#### [Exercise prompt]
Your answer should repeat every line of the records below in which the word "wall" appears.

★ ★ ★ ★ ★

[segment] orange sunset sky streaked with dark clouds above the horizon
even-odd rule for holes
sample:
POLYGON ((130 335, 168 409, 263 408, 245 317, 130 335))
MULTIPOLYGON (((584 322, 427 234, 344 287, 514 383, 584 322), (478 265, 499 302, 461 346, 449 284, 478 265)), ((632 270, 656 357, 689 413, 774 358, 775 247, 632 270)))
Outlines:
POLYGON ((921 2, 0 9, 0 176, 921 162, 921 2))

★ ★ ★ ★ ★

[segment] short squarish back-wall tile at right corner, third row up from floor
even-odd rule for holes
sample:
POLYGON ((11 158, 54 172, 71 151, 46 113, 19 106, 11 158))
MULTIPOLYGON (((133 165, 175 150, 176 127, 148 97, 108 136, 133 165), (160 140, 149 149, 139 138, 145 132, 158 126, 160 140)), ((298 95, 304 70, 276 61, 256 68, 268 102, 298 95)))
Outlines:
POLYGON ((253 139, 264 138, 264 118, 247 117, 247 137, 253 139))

★ ★ ★ ★ ★

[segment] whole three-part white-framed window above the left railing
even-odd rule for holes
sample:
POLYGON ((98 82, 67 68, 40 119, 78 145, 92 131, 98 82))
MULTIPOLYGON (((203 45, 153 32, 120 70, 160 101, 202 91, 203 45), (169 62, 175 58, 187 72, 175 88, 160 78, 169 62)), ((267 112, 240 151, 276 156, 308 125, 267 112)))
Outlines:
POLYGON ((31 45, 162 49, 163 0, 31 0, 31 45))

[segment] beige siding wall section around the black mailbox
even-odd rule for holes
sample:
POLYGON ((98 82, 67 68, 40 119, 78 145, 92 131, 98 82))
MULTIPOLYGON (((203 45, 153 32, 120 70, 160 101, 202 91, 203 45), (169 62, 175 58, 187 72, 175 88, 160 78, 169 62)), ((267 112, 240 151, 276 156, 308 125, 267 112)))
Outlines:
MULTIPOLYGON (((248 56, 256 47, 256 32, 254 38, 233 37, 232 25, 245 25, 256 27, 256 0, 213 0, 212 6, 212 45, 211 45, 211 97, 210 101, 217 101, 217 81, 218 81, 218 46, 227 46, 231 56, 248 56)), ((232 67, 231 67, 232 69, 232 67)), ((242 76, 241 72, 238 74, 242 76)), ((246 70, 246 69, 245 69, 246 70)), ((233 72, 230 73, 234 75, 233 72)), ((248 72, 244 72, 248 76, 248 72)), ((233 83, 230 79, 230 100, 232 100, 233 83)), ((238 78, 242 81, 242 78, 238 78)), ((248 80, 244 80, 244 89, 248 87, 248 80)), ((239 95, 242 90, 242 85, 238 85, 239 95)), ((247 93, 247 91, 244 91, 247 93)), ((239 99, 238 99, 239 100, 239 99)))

★ ★ ★ ★ ★

#### [Task solution]
[segment] short squarish back-wall tile at right corner, third row up from floor
[segment] beige siding wall section around the black mailbox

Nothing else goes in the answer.